**WRITTEN TASK**.
Count the lines in the rows below that contain the string "yellow", and give only that number.

(Records from a dataset)
(begin)

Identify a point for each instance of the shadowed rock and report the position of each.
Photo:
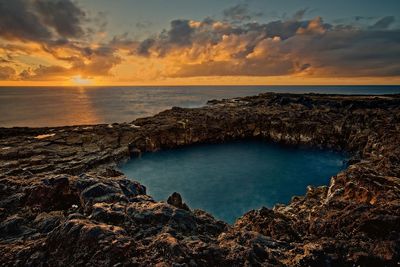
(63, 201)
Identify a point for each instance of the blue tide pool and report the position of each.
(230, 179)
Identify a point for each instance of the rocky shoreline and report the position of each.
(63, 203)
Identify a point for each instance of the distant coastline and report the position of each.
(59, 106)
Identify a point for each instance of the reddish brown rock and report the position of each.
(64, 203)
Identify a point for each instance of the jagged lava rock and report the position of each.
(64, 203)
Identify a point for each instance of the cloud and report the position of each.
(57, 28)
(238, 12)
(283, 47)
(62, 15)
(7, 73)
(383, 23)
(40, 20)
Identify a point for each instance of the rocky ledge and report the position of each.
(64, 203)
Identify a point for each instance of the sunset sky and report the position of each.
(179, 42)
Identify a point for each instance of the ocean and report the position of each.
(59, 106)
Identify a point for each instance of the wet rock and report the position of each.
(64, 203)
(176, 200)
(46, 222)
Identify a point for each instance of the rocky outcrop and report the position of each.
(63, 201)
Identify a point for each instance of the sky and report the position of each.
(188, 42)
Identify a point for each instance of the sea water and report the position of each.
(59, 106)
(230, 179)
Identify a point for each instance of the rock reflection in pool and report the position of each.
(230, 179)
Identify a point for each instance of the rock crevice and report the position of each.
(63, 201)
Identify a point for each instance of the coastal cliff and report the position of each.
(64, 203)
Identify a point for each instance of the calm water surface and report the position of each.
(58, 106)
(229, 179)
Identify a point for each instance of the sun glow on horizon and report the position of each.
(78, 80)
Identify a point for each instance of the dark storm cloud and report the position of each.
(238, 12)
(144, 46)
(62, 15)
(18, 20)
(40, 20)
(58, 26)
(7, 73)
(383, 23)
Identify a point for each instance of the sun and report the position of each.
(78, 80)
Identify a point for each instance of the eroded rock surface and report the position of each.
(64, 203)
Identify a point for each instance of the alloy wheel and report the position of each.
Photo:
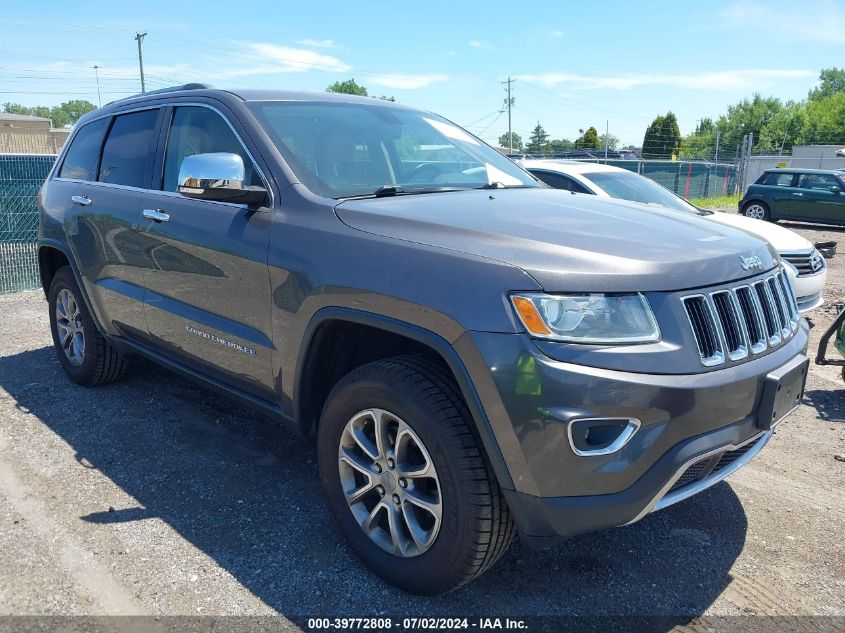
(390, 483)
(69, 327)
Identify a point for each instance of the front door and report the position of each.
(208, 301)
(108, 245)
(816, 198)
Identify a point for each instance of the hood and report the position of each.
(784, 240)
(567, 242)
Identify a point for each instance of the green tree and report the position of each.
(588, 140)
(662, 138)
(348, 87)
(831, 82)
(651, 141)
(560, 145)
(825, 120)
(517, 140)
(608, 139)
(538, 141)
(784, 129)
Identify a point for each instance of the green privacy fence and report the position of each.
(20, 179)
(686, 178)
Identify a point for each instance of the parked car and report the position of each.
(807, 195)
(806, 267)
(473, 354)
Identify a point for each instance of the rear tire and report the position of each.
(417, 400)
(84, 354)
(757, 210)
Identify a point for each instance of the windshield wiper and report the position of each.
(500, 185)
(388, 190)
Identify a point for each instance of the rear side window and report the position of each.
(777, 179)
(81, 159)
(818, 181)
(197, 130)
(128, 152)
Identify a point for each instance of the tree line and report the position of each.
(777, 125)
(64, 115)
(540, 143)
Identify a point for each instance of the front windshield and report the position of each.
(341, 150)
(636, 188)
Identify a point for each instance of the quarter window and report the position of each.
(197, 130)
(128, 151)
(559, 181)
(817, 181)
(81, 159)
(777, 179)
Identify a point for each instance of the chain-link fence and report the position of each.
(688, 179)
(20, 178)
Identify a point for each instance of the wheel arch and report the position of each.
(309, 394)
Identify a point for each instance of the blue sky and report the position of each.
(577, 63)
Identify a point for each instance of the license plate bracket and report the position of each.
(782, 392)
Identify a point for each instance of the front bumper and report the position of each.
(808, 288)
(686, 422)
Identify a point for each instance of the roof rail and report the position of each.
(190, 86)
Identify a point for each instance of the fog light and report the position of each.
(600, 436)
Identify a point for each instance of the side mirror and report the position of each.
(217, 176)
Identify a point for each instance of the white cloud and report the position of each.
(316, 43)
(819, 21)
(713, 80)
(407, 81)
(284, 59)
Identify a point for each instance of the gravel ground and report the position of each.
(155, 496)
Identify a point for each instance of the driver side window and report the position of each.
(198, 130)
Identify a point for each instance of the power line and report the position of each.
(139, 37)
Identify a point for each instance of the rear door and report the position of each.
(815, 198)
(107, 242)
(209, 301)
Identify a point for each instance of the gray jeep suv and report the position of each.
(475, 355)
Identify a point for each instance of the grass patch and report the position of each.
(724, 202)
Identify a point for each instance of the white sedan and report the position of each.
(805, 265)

(end)
(begin)

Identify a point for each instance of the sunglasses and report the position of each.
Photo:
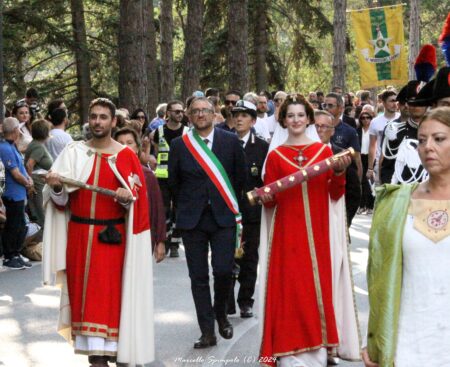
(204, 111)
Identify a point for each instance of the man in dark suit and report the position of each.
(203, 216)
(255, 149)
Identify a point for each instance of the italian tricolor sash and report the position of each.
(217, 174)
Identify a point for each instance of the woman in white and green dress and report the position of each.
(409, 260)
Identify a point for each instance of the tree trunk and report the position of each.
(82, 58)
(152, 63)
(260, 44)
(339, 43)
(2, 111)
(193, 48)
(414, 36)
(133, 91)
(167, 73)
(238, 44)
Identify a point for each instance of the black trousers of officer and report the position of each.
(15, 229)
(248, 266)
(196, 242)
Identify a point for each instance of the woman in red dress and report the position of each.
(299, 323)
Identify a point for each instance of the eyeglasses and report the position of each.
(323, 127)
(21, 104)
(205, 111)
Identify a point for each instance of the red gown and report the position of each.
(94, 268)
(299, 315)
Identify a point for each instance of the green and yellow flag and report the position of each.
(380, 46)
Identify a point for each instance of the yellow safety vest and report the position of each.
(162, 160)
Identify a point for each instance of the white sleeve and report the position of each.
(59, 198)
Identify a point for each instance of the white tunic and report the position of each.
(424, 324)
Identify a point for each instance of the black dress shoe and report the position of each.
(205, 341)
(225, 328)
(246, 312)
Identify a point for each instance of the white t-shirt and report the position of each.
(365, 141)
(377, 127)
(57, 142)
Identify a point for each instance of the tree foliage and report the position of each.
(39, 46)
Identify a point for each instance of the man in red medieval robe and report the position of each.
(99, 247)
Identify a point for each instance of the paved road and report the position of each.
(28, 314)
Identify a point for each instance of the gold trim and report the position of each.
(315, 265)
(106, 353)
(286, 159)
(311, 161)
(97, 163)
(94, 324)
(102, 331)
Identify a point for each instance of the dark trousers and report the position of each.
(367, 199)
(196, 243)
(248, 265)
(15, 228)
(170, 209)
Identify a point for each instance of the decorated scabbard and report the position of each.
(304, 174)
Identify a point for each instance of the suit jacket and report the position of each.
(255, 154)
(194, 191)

(end)
(begin)

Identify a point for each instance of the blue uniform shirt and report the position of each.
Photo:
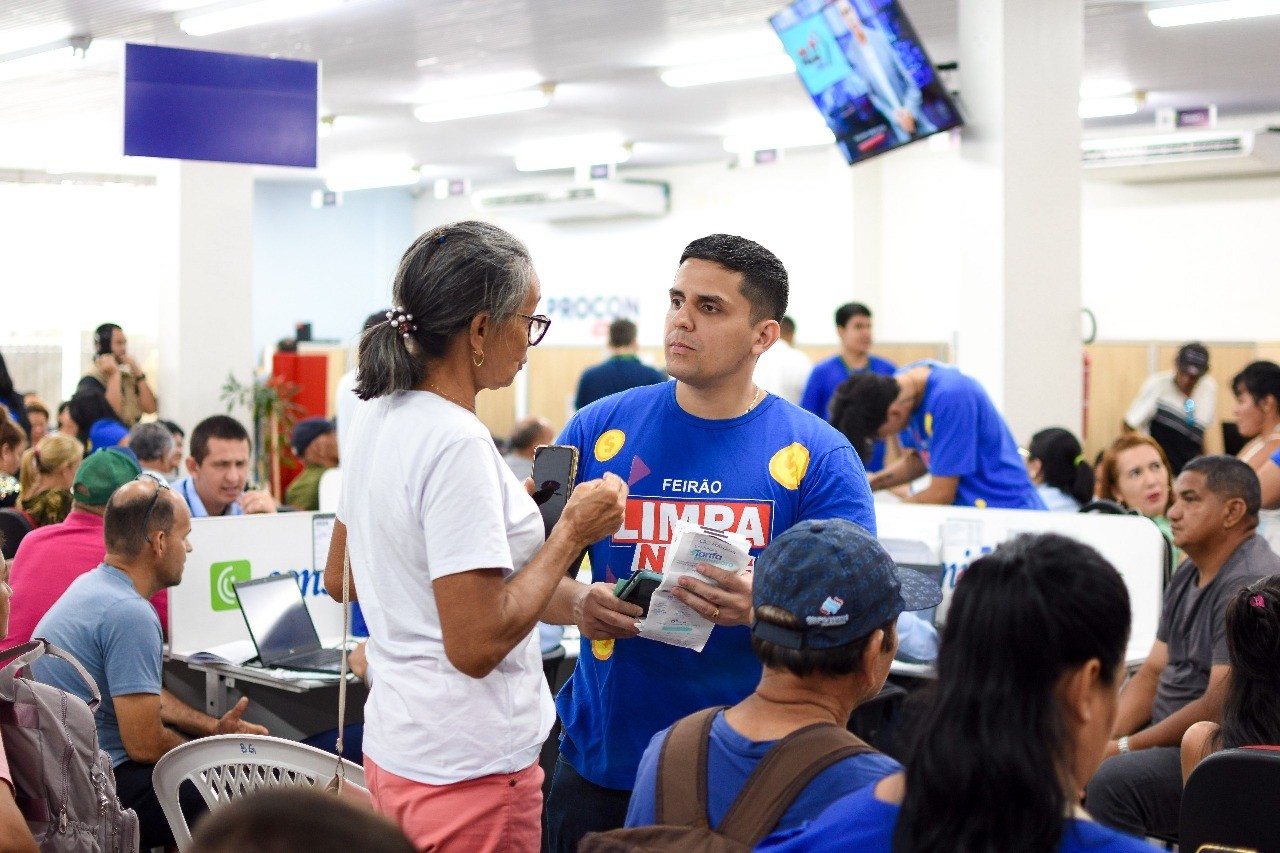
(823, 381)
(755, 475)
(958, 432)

(end)

**TASK RESPONSE**.
2